#### AIM
Gather every line in the rows below that contains the string "person", and copy each of those lines in full.

Records from a pointing dataset:
· · · · ·

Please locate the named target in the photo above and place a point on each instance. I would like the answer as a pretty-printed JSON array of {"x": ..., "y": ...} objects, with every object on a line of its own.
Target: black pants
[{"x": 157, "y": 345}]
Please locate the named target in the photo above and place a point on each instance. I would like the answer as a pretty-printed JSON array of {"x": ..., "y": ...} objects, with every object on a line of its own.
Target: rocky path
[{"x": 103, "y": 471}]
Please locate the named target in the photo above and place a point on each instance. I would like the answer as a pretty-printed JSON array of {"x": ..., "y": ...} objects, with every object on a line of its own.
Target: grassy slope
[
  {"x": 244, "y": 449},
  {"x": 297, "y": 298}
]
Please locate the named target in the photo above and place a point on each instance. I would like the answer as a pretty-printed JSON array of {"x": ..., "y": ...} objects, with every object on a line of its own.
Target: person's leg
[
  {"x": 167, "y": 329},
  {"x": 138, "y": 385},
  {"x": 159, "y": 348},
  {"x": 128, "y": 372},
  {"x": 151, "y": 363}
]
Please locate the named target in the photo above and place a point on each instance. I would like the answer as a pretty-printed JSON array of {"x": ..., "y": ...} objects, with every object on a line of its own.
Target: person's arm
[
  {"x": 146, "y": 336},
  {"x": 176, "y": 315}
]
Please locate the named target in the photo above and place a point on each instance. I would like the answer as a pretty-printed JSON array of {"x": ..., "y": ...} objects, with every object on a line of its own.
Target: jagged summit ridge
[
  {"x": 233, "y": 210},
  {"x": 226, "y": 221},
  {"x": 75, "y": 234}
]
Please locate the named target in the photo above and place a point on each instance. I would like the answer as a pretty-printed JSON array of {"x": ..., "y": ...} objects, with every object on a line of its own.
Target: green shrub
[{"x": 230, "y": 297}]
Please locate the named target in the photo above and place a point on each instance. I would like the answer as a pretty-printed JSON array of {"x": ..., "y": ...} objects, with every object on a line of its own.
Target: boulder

· · · · ·

#### REPLY
Target: person's leg
Target: person's arm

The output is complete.